(Point placement records)
========================================================================

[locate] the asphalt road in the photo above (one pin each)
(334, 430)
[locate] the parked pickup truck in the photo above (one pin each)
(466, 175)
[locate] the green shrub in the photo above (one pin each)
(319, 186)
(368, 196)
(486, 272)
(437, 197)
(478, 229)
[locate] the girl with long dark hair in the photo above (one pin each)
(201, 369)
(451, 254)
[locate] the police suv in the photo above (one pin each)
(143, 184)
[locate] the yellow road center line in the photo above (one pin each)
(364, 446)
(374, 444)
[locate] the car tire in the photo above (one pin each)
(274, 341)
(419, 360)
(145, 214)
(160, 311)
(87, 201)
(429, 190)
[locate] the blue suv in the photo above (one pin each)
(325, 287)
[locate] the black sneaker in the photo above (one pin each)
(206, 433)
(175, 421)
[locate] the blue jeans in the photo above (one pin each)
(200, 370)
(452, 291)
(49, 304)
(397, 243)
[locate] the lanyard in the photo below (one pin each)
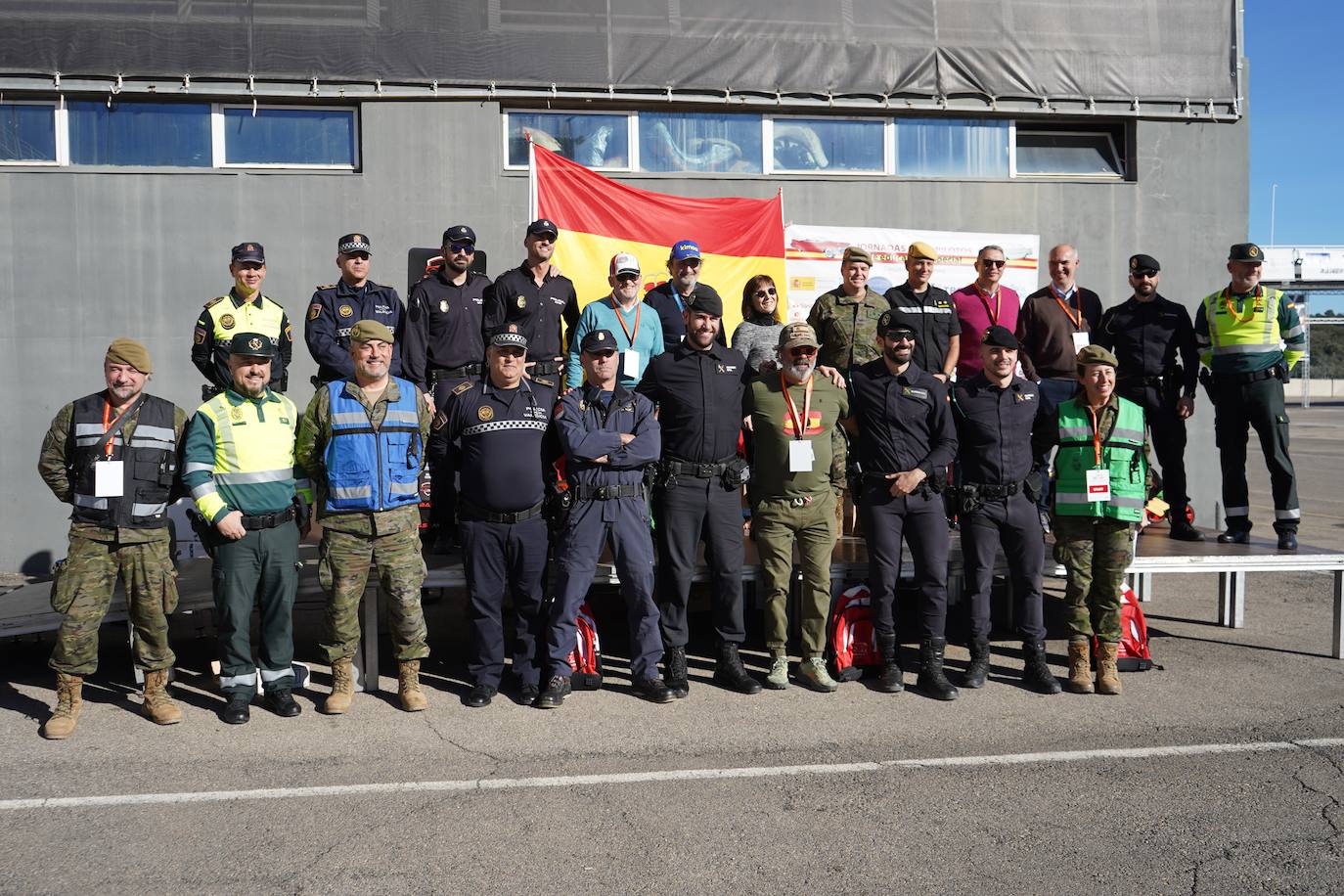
(1077, 321)
(798, 425)
(629, 336)
(984, 299)
(1096, 434)
(1250, 312)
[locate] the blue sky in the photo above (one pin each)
(1297, 119)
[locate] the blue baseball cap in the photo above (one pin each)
(685, 248)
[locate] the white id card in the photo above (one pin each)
(631, 364)
(108, 481)
(800, 456)
(1098, 485)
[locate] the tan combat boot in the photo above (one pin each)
(67, 715)
(158, 705)
(343, 688)
(408, 687)
(1080, 668)
(1107, 677)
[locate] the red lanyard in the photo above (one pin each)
(984, 299)
(1075, 321)
(629, 336)
(798, 426)
(1096, 434)
(107, 422)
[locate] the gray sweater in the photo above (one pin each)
(757, 337)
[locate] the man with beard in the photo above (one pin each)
(240, 467)
(442, 348)
(905, 441)
(797, 468)
(671, 298)
(995, 413)
(363, 443)
(697, 388)
(1153, 340)
(113, 457)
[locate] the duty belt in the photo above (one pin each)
(268, 520)
(474, 512)
(549, 366)
(697, 470)
(455, 373)
(607, 492)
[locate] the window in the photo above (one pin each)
(306, 137)
(952, 148)
(700, 143)
(1067, 154)
(837, 146)
(140, 133)
(594, 141)
(27, 132)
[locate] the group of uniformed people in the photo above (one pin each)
(652, 437)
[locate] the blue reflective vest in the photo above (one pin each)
(371, 469)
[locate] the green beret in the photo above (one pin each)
(369, 331)
(128, 351)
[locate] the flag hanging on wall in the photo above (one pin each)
(599, 218)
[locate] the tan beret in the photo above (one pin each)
(128, 351)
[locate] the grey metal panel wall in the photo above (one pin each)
(86, 256)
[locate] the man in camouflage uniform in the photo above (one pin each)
(377, 425)
(114, 456)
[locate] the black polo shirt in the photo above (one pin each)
(904, 420)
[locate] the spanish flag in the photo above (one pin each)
(599, 218)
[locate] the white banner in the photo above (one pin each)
(812, 259)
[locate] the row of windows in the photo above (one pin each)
(708, 143)
(176, 135)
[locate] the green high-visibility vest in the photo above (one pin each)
(1121, 453)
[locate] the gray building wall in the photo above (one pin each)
(89, 255)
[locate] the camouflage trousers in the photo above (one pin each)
(1095, 554)
(345, 560)
(81, 591)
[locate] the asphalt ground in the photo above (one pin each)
(1000, 791)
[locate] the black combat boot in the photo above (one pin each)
(933, 683)
(729, 672)
(675, 672)
(978, 668)
(1035, 670)
(891, 679)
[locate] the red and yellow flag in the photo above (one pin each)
(599, 218)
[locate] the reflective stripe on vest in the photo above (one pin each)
(373, 469)
(1121, 454)
(1257, 335)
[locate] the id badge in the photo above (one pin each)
(1098, 485)
(800, 456)
(108, 478)
(631, 364)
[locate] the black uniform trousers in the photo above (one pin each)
(592, 525)
(919, 517)
(686, 511)
(1015, 522)
(1168, 432)
(504, 558)
(1260, 405)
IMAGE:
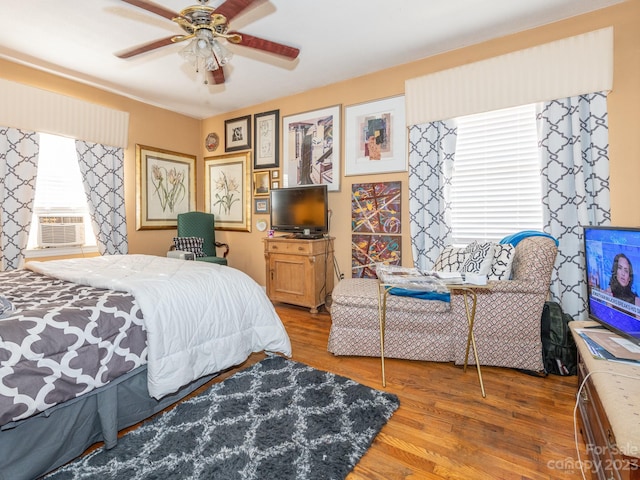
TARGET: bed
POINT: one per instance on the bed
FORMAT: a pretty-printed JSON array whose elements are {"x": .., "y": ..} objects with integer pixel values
[{"x": 91, "y": 346}]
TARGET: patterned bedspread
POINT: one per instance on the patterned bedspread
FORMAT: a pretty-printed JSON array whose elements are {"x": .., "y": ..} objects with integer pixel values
[{"x": 62, "y": 341}]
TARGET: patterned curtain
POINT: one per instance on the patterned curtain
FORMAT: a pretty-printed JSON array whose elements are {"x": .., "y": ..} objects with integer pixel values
[
  {"x": 574, "y": 145},
  {"x": 431, "y": 154},
  {"x": 18, "y": 169},
  {"x": 102, "y": 169}
]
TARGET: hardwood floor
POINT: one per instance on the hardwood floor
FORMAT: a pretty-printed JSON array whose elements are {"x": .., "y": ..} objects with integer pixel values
[
  {"x": 523, "y": 429},
  {"x": 444, "y": 429}
]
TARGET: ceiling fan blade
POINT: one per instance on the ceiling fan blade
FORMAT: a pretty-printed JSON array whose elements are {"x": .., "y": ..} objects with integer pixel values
[
  {"x": 145, "y": 48},
  {"x": 232, "y": 8},
  {"x": 153, "y": 8},
  {"x": 267, "y": 45},
  {"x": 217, "y": 75}
]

========================================================================

● Exercise prompt
Please repeat every line from the one containing "TARGET: hardwood floor" through the last line, inclusive, shifting each x and y coordinate in the answers up by 17.

● Written answer
TARGET: hardwood floor
POINT: one per instance on the hardwood floor
FORMAT: a pretty-printed JSON array whose elements are {"x": .., "y": ..} objects with integer pixel values
[
  {"x": 540, "y": 446},
  {"x": 461, "y": 446}
]
TARGET: ceiling fan blade
POINT: one per instance on the ceiling fan blade
FORMAT: a pretty-printed JSON array whose elements are {"x": .., "y": ..} objects with integer pixel values
[
  {"x": 162, "y": 65},
  {"x": 249, "y": 25},
  {"x": 170, "y": 25},
  {"x": 284, "y": 62},
  {"x": 234, "y": 92}
]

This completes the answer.